* Begin INPUT ROWS *
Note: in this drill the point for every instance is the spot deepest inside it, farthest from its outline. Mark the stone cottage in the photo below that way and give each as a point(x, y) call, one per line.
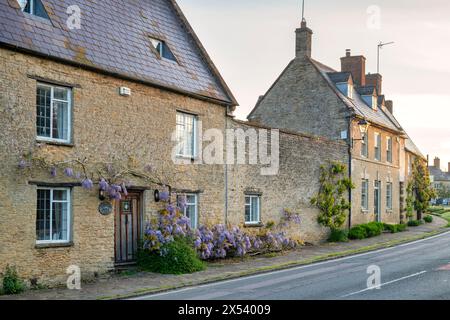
point(347, 105)
point(126, 90)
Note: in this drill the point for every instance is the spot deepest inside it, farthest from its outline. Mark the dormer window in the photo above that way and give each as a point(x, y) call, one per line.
point(34, 7)
point(162, 49)
point(346, 89)
point(371, 101)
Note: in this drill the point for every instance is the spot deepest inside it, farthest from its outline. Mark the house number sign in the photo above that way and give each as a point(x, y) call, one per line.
point(105, 208)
* End INPUT ROWS *
* WHAT IS NEEDED:
Copy the data word for word. Pictures do not go in the copy.

* REPLY:
Note: in this drill the point for every instance is the spot deepest inside it, farthest from its outline. Mark the stone cottage in the photo below that way and give each as a point(x, y) call, one per line.
point(347, 105)
point(126, 90)
Note: in this drill the point for every instance is the spot deepest inside it, farthest from its outline. Mark the dormer window in the photo above that way and give each as a point(x, y) call, one per line.
point(34, 7)
point(162, 49)
point(346, 89)
point(371, 101)
Note: in this drill the point for every instance is the spot deepest inside it, farthest from its outline. Mark the house number sign in the photo above that way and give each as a point(x, y) call, one per line.
point(105, 208)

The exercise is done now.